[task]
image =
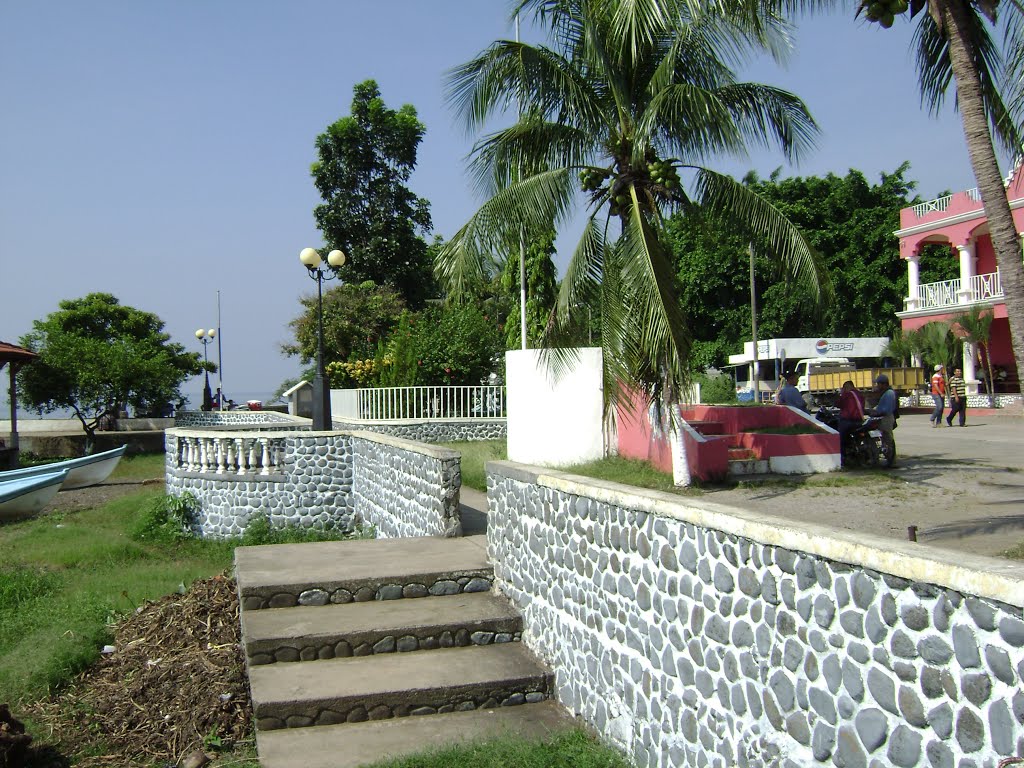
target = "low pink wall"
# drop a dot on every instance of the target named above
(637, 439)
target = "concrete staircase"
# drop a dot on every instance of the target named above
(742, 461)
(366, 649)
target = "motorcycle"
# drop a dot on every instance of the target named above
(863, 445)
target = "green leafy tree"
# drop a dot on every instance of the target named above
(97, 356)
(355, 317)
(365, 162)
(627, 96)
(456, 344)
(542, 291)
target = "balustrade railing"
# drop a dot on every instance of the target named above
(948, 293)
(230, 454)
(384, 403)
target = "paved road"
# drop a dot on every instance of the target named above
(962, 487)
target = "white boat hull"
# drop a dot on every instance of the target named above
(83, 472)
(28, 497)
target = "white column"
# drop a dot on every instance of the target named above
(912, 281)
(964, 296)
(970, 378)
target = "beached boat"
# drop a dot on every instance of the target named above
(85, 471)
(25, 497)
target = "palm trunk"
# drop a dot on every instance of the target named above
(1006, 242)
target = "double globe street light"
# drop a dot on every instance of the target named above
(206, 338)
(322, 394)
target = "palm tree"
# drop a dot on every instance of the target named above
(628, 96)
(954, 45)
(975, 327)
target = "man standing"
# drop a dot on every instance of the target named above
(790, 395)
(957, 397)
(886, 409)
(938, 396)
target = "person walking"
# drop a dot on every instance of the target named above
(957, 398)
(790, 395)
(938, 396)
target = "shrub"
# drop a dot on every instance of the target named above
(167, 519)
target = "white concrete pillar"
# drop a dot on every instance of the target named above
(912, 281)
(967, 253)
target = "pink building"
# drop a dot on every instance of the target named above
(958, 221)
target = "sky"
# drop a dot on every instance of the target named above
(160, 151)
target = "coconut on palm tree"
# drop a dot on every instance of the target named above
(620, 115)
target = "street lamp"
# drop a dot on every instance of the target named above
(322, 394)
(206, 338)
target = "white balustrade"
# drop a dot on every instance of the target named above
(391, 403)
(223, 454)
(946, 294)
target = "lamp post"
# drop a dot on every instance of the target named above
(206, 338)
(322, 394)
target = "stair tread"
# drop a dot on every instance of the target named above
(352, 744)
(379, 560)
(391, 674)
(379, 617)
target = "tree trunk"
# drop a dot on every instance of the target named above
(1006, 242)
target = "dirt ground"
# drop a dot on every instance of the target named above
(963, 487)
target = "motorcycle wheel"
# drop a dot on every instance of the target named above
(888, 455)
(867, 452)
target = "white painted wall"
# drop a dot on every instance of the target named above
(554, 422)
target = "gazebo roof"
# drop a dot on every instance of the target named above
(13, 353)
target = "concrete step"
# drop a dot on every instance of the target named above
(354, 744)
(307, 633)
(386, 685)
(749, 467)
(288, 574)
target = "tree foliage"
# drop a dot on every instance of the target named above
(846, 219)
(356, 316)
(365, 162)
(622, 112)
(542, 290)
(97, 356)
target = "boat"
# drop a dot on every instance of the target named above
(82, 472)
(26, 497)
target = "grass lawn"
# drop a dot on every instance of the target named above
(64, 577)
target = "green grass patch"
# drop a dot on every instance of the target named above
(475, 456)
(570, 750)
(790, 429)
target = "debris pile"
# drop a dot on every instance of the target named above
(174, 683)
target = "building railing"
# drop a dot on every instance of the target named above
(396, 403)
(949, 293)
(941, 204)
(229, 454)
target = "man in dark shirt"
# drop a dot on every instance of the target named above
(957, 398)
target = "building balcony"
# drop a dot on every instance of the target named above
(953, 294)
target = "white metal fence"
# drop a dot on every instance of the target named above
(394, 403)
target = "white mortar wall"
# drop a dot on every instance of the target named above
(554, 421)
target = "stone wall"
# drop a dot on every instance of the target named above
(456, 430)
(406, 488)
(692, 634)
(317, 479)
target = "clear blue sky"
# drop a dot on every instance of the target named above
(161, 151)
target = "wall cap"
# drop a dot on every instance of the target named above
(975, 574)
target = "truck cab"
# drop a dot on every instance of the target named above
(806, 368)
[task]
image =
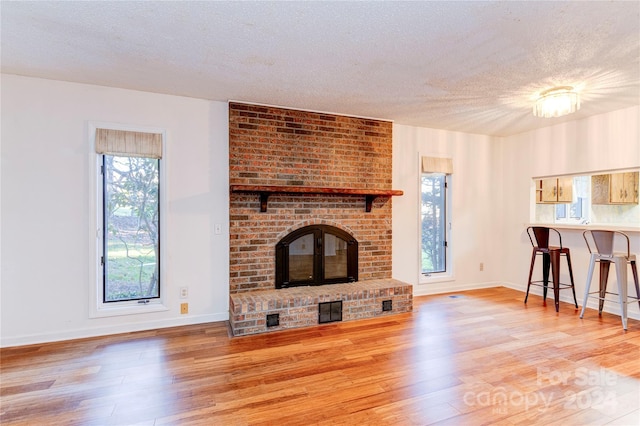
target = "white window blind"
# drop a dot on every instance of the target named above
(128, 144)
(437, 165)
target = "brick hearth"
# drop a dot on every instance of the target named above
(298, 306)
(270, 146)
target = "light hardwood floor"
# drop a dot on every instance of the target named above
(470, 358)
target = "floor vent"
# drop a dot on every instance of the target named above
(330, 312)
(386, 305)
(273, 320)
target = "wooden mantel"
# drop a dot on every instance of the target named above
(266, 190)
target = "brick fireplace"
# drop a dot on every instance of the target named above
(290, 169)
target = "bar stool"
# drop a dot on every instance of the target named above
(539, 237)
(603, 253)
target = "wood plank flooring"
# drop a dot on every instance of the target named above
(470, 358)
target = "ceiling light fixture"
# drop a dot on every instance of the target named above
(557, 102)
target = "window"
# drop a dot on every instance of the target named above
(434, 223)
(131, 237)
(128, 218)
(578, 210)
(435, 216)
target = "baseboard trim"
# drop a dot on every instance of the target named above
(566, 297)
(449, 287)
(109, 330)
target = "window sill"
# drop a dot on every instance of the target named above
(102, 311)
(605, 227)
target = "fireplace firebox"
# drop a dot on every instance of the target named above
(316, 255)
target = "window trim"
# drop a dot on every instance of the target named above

-- Your goal --
Without including a single picture, restate all of the data word for word.

-- Solution to this problem --
[task]
image =
target = "low pink wall"
# drop a dot on every instance of the target named above
(637, 439)
target = "concrete staircase"
# drop a dot on every instance of the target named above
(742, 461)
(366, 649)
target = "motorcycle"
# drop a dot on every instance of the target named above
(863, 445)
target = "green leafy tree"
# drop a dot on every instance of the target named above
(97, 356)
(355, 317)
(365, 162)
(627, 96)
(456, 344)
(542, 291)
target = "balustrade railing"
# drop a dot on every instance of the target named above
(948, 293)
(230, 454)
(384, 403)
target = "paved road"
# drop a dot on every instance of the target named above
(962, 487)
target = "white boat hull"
# drop a dot on every instance of the target named above
(83, 472)
(28, 497)
target = "white column"
# drop a dot on every instance of the target named above
(912, 281)
(964, 296)
(970, 378)
target = "beached boat"
# drop a dot on every instance of the target named above
(85, 471)
(25, 497)
target = "palm trunk"
# drop a dot on every instance of the target named above
(1006, 242)
target = "double globe street light"
# drop a dot on every instance of the target named above
(206, 338)
(322, 394)
target = "palm tree"
# drop a dot on every instance of the target named above
(628, 96)
(954, 45)
(975, 327)
target = "man standing"
# drop a dot on every instance of the target named above
(790, 395)
(957, 397)
(886, 409)
(938, 396)
target = "person walking"
# drop a dot on every instance of the target named above
(957, 398)
(790, 395)
(938, 396)
target = "shrub"
# drop a dot on every instance of the target named above
(167, 519)
target = "white concrete pillar"
# drop a dot on every instance of the target named above
(912, 281)
(967, 253)
target = "pink building"
# drop a dot on every instance of the target named above
(958, 221)
target = "sky"
# drop a dot on every instance of the target named above
(160, 151)
target = "coconut on palm tree"
# drop a dot on every instance of the target named above
(620, 115)
target = "street lamp"
# drop a dot on every instance of the target named above
(322, 394)
(206, 338)
target = "white balustrade"
# drop a dot on every instance of the target named above
(391, 403)
(223, 454)
(946, 294)
target = "lamp post"
# drop a dot on every instance of the target named above
(206, 338)
(322, 394)
target = "stair tread"
# drop a dot on every instance of the target named above
(352, 744)
(379, 560)
(391, 674)
(379, 617)
target = "tree trunk"
# drop a dot on every instance of the target named above
(1006, 242)
target = "dirt ground"
# drop a dot on every instance of the target named above
(963, 487)
target = "motorcycle wheel"
# drop a dot on every instance of the target named above
(888, 455)
(867, 452)
target = "white painted wall"
# drop a dot on every instance of the target named above
(554, 422)
target = "gazebo roof"
# drop a dot on every instance of the target named above
(13, 353)
target = "concrete step"
# drop a dot on every instance of the target named above
(354, 744)
(307, 633)
(386, 685)
(749, 467)
(288, 574)
target = "tree foliage"
# drop a dot on every instance of the target named above
(846, 219)
(356, 316)
(365, 162)
(622, 112)
(542, 290)
(97, 356)
target = "boat"
# drop a dot on every instance of the target named above
(82, 472)
(26, 497)
target = "grass lawn"
# drop a dot on every instance of the target named above
(64, 577)
target = "green grass patch"
# drop a dot on every instance of the target named above
(475, 456)
(570, 750)
(790, 429)
target = "debris pile"
# drop a dot on every instance of the target named above
(174, 683)
target = "building railing"
# drop a dot on every instance of the target named above
(396, 403)
(949, 293)
(941, 204)
(229, 454)
target = "man in dark shirt"
# drop a dot on every instance of the target named above
(957, 398)
target = "building balcony"
# drop a dot on every instance of the target named above
(953, 294)
target = "white metal fence"
# drop a dot on every instance of the target named above
(394, 403)
target = "white mortar wall"
# drop a dot on every instance of the target named above
(554, 421)
target = "stone wall"
# drop a dot on every instance of the target named above
(456, 430)
(406, 488)
(692, 634)
(317, 479)
target = "clear blue sky"
# drop a dot on every instance of the target named above
(161, 151)
target = "wall cap"
# drop a dot on every instance of the target named above
(975, 574)
target = "truck cab"
# drop a dot on every instance of the target named above
(806, 368)
[task]
image =
target = "white window blind"
# drop a dot on every instance of the target named above
(128, 144)
(437, 165)
target = "brick hearth"
# drop a dot on every instance of the target named above
(298, 306)
(270, 146)
target = "light hardwood floor"
# drop a dot on every instance of the target named above
(470, 358)
target = "floor vent"
# drop a dot on every instance of the target named above
(330, 312)
(386, 305)
(273, 320)
target = "wooden mantel"
# drop a dot on every instance of the target named above
(266, 190)
target = "brick fireplace"
# drop a dot on every instance of the target named above
(290, 169)
target = "bar stool"
# drop a dot on every instance of the target named above
(539, 237)
(603, 253)
target = "wood plank flooring"
# drop a dot on every instance of the target named above
(470, 358)
target = "ceiling light fixture"
# drop a dot on every instance of the target named above
(557, 102)
target = "window"
# drop a dot on every instance of the target named above
(434, 223)
(131, 237)
(128, 218)
(578, 210)
(435, 216)
target = "baseboard trim"
# drop a dot on every instance of the target named above
(566, 297)
(449, 287)
(109, 330)
target = "window sill"
# drop a dot on every instance of the target named above
(102, 311)
(605, 227)
target = "fireplace firebox"
# drop a dot on every instance of the target named above
(316, 255)
target = "window trim"
# drop a dot on every instance of the target named above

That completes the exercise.